Updated: Jul 7, 2021

Rather than talking about the pandemic, I want to recognize an upcoming milestone that is a significant achievement for all mankind. It is also something that I and many others have dedicated most of our adult life to create and maintain such a significant achievement. 

It is Nuclear Deterrence!

On 9 August 1945, the “Fat Man” atomic bomb was dropped on Nagasaki and led to the fall of Imperial Japan. From that day until now no nuclear weapon has been exploded to destroy any enemy target. Instead, we have seen a build-up of nuclear arsenals to serve as the mutual deterrent against any aggressive actions by countries that also have obtained nuclear capability.  

The current situation is one that has relied on the principal of Mutual Assured Destruction.

I consider Mutual Assured Destruction as a “Positive Madness.” In other words, nuclear powers must be aware of the madness of starting a nuclear engagement that will likely lead to both sides losing more than they can afford to lose, not to speak of the impact on the rest of the world. In my opinion, Mutual Assured Destruction is Positive Madness, meaning it keeps two opponents from attempting to destroying each other. 

However, we see many other dangers throughout the world, such as the pandemic, global warming, starvation and other concerns such as racial and income inequalities.

I now believe we have Mutual Assured Destruction in a reasonable stand-off position as witnessed by the past 75 years. I am hopeful that the pandemic will be resolved but, probably not without a substantial price being paid in lives.

▶ Data section
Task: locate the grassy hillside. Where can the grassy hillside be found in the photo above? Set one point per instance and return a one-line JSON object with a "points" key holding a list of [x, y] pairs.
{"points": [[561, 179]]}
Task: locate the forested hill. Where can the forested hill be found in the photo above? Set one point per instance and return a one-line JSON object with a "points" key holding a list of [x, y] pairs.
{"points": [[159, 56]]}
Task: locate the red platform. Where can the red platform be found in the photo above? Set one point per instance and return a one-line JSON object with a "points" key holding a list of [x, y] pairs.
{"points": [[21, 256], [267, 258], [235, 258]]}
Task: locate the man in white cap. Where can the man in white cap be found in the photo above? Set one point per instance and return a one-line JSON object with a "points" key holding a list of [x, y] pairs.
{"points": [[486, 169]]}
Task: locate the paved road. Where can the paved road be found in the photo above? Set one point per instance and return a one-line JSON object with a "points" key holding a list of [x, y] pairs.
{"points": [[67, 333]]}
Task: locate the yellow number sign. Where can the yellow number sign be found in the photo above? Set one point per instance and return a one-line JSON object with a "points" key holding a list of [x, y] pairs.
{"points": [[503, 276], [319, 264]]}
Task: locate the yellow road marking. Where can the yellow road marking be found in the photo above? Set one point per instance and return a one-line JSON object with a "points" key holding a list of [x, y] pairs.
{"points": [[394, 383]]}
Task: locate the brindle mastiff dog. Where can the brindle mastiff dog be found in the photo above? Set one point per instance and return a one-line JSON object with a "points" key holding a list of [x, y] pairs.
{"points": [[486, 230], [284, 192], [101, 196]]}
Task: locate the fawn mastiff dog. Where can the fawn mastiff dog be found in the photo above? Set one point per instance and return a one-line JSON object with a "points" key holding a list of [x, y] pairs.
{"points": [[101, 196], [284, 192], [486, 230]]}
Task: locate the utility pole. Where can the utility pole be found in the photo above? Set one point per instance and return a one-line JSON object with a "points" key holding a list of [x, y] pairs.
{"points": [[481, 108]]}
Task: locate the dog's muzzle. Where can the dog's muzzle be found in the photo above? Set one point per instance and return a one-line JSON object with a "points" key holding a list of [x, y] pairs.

▶ What to produce
Reproduce the entire passage on nuclear deterrence above, word for word.

▶ Exercise output
Updated: Jul 7, 2021

Rather than talking about the pandemic, I want to recognize an upcoming milestone that is a significant achievement for all mankind. It is also something that I and many others have dedicated most of our adult life to create and maintain such a significant achievement. 

It is Nuclear Deterrence!

On 9 August 1945, the “Fat Man” atomic bomb was dropped on Nagasaki and led to the fall of Imperial Japan. From that day until now no nuclear weapon has been exploded to destroy any enemy target. Instead, we have seen a build-up of nuclear arsenals to serve as the mutual deterrent against any aggressive actions by countries that also have obtained nuclear capability.  

The current situation is one that has relied on the principal of Mutual Assured Destruction.

I consider Mutual Assured Destruction as a “Positive Madness.” In other words, nuclear powers must be aware of the madness of starting a nuclear engagement that will likely lead to both sides losing more than they can afford to lose, not to speak of the impact on the rest of the world. In my opinion, Mutual Assured Destruction is Positive Madness, meaning it keeps two opponents from attempting to destroying each other. 

However, we see many other dangers throughout the world, such as the pandemic, global warming, starvation and other concerns such as racial and income inequalities.

I now believe we have Mutual Assured Destruction in a reasonable stand-off position as witnessed by the past 75 years. I am hopeful that the pandemic will be resolved but, probably not without a substantial price being paid in lives.